TASK BRIEF. Rewrite the lines of the records starting at the one that contains "Point out every instance of the blonde" and ending at the one that contains "x=145, y=286" as a JSON list of strings, one string per line, leaving out any blank lines.

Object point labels
----
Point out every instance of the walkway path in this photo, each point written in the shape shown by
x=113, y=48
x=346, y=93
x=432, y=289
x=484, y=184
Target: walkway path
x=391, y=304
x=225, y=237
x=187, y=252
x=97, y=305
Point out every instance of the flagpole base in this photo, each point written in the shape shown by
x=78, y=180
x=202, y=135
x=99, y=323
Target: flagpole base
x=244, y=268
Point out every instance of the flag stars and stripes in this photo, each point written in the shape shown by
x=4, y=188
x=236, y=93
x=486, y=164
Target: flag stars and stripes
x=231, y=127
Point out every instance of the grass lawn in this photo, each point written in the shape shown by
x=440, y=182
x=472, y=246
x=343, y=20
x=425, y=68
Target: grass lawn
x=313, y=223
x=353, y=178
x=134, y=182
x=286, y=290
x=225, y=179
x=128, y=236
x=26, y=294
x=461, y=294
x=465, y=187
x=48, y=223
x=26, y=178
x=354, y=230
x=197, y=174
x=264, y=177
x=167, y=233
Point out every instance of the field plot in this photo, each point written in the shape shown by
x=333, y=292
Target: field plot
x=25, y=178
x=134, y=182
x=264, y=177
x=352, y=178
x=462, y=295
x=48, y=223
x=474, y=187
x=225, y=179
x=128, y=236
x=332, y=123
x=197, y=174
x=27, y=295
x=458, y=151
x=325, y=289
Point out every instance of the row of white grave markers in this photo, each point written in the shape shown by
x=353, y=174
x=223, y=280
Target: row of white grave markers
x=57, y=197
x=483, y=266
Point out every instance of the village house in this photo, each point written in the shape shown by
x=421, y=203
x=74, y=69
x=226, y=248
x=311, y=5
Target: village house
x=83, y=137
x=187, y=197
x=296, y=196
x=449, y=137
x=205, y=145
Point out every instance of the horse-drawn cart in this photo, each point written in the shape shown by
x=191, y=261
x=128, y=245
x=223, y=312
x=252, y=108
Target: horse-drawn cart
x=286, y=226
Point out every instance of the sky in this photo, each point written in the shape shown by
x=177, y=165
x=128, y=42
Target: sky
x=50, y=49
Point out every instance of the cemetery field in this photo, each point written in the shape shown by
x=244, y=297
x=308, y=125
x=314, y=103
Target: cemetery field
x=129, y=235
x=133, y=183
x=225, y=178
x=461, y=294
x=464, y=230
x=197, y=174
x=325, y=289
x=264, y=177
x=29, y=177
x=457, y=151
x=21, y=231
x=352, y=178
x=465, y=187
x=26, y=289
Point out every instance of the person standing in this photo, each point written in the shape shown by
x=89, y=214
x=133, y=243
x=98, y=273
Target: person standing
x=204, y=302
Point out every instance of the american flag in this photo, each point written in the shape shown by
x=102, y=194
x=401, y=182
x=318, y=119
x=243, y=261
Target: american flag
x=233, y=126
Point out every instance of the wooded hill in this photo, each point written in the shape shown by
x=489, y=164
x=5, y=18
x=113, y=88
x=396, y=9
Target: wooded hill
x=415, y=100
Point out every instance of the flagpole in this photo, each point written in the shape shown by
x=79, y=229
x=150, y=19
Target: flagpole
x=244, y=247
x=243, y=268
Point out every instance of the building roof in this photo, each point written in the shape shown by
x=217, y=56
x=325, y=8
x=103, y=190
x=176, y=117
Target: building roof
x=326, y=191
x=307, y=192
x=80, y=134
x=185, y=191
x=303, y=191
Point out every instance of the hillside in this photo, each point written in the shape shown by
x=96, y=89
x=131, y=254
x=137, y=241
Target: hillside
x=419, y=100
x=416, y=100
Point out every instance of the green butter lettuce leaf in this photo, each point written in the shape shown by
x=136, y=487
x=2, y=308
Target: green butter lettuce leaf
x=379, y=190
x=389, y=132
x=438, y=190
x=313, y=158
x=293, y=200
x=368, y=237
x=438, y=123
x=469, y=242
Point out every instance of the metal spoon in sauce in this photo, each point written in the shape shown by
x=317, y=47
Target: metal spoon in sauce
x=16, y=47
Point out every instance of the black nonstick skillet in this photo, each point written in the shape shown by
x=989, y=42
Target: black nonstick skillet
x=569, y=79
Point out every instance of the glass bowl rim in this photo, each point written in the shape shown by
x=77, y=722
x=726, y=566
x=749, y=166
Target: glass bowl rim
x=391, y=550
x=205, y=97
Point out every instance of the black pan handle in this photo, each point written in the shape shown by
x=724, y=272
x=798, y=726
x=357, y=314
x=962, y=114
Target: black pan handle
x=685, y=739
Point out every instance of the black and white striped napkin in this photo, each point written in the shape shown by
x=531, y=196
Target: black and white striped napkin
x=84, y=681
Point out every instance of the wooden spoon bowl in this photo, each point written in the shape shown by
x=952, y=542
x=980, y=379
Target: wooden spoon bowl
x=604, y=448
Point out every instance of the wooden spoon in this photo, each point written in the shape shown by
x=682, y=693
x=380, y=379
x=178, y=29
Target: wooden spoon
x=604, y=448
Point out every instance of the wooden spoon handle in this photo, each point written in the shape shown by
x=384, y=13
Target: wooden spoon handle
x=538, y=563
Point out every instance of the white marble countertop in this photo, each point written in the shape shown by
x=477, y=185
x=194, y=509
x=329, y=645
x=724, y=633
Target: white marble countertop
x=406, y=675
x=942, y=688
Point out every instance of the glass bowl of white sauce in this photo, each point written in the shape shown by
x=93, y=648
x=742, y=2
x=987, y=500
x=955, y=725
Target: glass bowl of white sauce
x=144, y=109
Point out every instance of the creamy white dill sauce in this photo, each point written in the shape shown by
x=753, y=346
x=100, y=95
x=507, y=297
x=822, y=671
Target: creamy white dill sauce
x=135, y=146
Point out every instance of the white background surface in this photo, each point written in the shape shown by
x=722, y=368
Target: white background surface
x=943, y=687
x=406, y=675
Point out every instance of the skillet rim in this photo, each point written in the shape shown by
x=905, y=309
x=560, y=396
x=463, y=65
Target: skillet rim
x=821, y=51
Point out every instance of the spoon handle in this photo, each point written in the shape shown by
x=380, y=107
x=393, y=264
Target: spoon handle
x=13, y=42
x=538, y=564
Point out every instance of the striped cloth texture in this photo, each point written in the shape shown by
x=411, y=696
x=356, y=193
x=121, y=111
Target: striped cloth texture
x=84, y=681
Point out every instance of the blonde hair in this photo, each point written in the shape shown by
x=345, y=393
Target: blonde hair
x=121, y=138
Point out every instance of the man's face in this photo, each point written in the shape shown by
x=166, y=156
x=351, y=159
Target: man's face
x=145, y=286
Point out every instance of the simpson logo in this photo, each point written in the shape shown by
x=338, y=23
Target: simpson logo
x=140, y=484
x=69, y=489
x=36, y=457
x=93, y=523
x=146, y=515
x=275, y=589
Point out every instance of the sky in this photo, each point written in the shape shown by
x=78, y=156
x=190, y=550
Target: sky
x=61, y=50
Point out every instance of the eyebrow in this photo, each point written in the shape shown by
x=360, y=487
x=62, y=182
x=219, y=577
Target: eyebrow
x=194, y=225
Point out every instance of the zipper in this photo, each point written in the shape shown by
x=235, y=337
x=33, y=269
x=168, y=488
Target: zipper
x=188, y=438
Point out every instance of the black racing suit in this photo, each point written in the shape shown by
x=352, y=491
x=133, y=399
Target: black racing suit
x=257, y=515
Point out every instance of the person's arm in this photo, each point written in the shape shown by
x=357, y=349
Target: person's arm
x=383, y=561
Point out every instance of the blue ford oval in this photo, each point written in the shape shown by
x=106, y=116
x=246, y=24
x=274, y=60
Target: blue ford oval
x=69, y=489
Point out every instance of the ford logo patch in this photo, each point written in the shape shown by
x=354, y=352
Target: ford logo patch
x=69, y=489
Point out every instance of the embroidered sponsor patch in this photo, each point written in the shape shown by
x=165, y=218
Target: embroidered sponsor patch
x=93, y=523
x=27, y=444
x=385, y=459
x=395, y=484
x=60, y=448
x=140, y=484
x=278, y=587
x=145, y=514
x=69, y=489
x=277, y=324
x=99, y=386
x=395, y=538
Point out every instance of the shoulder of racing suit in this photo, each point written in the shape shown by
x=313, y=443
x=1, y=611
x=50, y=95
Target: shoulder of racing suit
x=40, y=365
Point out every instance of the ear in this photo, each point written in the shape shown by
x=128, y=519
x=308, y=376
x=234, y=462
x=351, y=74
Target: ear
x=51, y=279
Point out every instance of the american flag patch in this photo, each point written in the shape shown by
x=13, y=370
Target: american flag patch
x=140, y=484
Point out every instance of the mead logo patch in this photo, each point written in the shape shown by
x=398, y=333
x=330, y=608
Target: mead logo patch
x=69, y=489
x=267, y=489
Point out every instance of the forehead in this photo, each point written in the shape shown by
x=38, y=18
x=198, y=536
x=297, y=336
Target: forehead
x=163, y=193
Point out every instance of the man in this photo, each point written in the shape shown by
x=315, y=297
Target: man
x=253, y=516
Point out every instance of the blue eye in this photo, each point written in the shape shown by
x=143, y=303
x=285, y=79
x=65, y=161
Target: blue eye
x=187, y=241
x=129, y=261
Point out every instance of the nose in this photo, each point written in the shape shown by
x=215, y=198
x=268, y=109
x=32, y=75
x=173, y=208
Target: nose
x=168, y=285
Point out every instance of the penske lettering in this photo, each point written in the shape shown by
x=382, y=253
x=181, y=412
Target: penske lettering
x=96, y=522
----
RESULT OF THIS EXERCISE.
[
  "Point out every instance of the blonde hair in this photo, each point written in the shape shown by",
  "x=345, y=393",
  "Target: blonde hair",
  "x=121, y=138",
  "Point out every instance of the man's face in this photo, each point written in the shape shown by",
  "x=166, y=156",
  "x=351, y=159",
  "Target: man's face",
  "x=145, y=286"
]